• [EXTRACT PROVIDED]
<<<<
Mrs. Taber, Catherine and Fr. Joseph Barry
Mary Halloran Taber
Interviewee: Mary Halloran Taber
Interviewer: Sister Eileen Rice
Date of Interview: August 3, 1988
Sister Eileen: Mary, tell me, when were you born?
Mary: December 20, 1910.
Sister Eileen: Where?
Sister Eileen: Tell me a little about your parents.
Mary: My mother was Susan Barry Halloran. She was born in Ireland, and my father was Martin Halloran and he was born in Ireland, about ten miles apart, in County Clare. My mother came over to the States in 1893, the year of the World's Fair here in Chicago. She was married and I was her third child.
Sister Eileen: Where were you and your family at that time? Were there only three children?
Mary: Actually I was her fourth child. My mother lost her first child a few days after the child was born. I had a brother and a sister older and I. There were four children after that but one was still born. The three youngest are still living. My older sister and older brother are gone. I'm the oldest in the family now.
Sister Eileen: Where were you educated?
Mary: I went to grade school in Holy Cross School in Chicago, in an area that was called Woodland and the Sisters there were BVM Sisters from Dubuque. When I finished grade school, I went to Immaculata, which was also a BVM school on the north side of Chicago. After that I went to DePaul University for two years and then I went to business school and then to Portland.
Sister Eileen: Tell me about your marriage.
Mary: Well, I was married on May 28, 1938. Ed went to Mount Carmel and we shared the Depression years. There were no child brides in those days. I mean, things were not so good, although we never suffered, I felt, through the depression. My father always had a job. He worked for the park district in Chicago.
Sister Eileen: How many children do you have?
Mary: I have three children. Three girls: Geraldine, Ana Susan and Mary Jane. They are married now and between them all I have eight grandchildren. We feel very fortunate because we have wonderful children, good children. We have noisy grandchildren, young and beautiful. I don't know of anyone that has much more than we have, as far as our families are concerned. We are very close and fortunately they live in some proximity to our home here. Mary Jane lives just a couple of blocks away, and everybody lives around three miles away. Gerry lives in Western Springs.
Sister Eileen: Tell me what you remember about the beginning of Barry College.
>>>>
(Outline entries for images)
<<<<
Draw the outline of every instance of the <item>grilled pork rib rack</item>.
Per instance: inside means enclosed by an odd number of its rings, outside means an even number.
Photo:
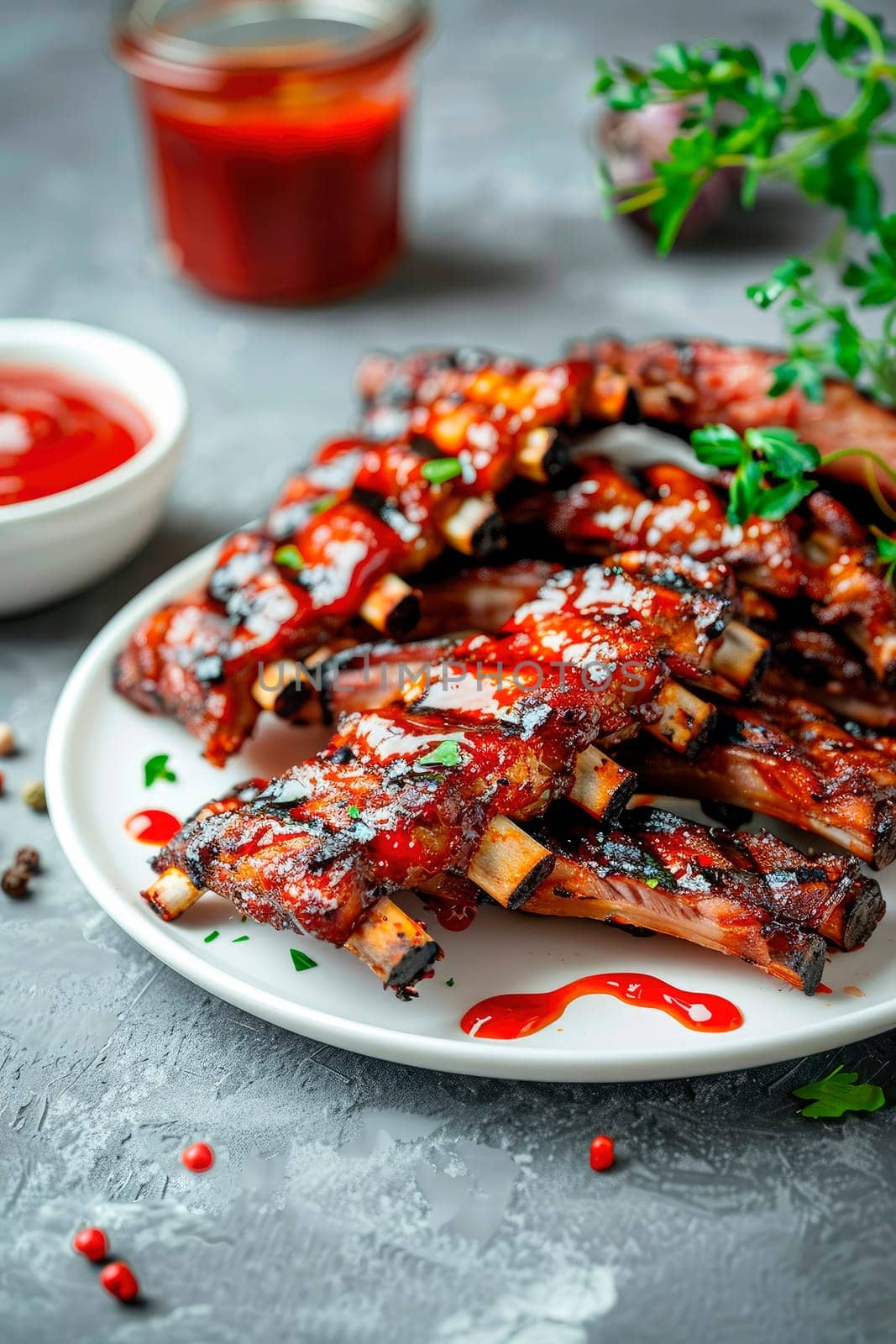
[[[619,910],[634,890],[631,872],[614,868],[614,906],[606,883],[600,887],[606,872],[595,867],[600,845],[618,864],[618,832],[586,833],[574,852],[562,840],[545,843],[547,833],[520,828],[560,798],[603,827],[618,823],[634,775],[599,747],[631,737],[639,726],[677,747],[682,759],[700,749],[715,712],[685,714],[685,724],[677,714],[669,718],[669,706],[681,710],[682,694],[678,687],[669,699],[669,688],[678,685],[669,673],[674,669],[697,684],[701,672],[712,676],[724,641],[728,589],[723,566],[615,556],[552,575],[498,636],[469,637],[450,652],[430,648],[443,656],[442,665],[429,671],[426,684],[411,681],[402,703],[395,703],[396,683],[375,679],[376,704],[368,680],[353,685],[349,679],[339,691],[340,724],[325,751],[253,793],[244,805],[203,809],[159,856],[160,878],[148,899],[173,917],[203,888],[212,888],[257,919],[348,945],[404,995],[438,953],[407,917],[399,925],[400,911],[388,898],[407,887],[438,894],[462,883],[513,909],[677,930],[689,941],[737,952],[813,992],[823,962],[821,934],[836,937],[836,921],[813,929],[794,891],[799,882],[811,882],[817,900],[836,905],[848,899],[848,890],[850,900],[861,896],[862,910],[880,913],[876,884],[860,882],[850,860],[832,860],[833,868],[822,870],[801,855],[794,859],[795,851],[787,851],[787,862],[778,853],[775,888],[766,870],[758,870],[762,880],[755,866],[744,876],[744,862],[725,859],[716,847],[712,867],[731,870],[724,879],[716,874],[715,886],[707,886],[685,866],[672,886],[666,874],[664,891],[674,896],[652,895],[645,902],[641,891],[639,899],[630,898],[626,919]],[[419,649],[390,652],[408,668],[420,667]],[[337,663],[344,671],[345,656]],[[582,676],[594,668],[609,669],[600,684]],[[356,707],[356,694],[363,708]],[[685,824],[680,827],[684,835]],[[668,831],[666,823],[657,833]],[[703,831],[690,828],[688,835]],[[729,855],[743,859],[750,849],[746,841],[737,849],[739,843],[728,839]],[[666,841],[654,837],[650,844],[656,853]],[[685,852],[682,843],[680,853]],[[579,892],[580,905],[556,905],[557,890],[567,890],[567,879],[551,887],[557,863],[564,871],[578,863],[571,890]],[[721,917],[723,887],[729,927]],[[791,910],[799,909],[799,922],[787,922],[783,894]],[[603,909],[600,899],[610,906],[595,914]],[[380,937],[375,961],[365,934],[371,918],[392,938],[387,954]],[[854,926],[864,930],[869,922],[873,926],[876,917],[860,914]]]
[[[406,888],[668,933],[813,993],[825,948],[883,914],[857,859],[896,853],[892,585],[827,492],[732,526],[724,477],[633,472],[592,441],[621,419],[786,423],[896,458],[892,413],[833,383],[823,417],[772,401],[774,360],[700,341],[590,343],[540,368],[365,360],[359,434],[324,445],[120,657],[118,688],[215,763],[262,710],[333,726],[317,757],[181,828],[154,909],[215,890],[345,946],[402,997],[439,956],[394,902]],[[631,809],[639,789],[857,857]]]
>>>>
• [PROBLEMS TO WORK ON]
1 - Name each of Mary's daughters mentioned in the interview.
2 - Copy out each line in the listing that includes the word "instance".

• [ANSWER LIST]
1 - Geraldine, Ana Susan, Mary Jane

2 -
Draw the outline of every instance of the <item>grilled pork rib rack</item>.
Per instance: inside means enclosed by an odd number of its rings, outside means an even number.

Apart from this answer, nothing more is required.